[Segmentation dataset excerpts]

+ + +

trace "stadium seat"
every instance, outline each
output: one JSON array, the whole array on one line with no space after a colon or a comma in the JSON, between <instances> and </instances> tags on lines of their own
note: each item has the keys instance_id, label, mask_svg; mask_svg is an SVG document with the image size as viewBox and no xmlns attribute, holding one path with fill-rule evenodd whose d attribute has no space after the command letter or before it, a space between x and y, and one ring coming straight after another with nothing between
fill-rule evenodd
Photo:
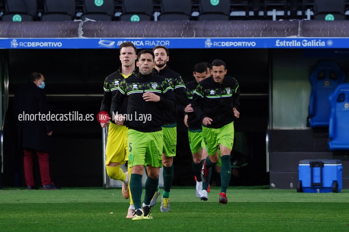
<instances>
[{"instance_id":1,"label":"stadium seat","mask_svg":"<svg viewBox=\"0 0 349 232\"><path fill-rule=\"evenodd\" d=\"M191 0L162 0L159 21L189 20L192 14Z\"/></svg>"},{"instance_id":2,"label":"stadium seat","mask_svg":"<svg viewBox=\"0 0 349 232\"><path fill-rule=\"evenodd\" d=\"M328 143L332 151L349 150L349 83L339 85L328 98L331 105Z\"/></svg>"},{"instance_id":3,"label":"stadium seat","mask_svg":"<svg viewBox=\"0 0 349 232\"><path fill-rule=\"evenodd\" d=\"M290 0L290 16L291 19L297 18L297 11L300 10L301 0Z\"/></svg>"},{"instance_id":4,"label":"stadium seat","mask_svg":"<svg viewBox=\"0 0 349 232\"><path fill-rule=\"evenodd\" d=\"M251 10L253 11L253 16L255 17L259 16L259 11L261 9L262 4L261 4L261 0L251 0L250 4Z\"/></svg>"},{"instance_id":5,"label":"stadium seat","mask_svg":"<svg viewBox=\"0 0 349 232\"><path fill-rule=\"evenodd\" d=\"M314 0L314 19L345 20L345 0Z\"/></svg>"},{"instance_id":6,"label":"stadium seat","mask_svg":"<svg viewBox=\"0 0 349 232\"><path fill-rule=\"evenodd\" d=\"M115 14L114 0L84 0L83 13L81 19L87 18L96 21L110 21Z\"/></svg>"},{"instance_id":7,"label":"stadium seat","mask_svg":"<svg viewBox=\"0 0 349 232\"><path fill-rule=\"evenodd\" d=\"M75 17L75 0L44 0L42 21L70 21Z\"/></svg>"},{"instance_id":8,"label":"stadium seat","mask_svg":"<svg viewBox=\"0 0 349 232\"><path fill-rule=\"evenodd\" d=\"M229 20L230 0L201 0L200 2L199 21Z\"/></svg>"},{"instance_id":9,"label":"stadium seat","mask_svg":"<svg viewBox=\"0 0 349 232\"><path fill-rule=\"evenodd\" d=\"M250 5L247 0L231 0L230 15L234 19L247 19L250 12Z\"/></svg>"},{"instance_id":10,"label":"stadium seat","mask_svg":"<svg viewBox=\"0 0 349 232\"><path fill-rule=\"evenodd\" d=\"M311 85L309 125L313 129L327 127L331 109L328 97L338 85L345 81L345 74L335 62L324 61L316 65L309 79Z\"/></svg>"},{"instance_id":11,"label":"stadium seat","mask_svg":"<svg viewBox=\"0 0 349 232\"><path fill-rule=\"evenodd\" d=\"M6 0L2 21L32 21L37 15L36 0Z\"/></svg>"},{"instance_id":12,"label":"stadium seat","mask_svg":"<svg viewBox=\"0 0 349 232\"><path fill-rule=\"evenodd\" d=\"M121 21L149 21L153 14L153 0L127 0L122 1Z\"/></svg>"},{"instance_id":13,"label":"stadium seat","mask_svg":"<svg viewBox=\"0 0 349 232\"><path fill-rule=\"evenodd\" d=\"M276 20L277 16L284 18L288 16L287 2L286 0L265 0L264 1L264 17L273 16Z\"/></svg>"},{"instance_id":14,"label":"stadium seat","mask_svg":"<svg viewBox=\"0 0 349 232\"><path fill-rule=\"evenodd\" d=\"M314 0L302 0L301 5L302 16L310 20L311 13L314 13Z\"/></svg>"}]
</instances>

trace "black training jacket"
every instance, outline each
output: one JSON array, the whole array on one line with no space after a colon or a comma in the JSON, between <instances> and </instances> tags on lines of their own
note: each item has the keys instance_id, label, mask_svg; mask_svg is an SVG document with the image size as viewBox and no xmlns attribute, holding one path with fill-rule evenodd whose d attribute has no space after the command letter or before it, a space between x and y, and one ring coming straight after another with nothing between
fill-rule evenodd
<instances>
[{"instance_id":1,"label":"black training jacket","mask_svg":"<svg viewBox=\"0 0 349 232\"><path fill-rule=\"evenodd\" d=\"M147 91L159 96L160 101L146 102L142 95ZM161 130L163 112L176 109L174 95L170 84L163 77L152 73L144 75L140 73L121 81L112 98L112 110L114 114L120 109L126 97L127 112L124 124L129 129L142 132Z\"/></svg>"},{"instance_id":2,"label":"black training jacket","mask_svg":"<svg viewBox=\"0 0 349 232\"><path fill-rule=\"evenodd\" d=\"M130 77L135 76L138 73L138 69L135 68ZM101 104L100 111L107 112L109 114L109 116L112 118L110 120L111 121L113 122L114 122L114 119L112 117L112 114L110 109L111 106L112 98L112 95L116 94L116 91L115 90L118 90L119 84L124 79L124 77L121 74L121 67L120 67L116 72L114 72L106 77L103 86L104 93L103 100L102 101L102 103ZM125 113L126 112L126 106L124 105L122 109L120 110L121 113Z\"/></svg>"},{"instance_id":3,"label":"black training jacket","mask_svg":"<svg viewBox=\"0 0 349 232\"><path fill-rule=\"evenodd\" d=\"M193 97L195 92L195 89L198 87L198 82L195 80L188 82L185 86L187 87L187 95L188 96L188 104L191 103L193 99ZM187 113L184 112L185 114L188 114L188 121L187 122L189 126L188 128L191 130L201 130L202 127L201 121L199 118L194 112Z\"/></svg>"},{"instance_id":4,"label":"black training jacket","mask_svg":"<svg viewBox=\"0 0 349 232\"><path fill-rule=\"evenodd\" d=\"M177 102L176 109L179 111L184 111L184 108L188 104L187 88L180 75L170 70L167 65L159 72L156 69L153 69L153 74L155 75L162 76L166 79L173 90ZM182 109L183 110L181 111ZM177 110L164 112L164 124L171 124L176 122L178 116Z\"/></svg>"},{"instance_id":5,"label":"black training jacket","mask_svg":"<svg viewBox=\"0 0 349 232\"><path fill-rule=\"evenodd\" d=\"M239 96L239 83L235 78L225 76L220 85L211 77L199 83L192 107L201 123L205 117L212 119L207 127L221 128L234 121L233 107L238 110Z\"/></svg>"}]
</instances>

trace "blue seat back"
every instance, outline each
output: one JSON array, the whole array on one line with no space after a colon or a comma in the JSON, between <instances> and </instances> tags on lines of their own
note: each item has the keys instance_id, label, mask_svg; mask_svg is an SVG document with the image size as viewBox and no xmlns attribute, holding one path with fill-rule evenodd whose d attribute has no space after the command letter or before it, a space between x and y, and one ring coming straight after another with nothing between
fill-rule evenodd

+ + +

Task requirements -
Count the lines in the records above that contain the string "trace", and give only the number.

Exercise response -
3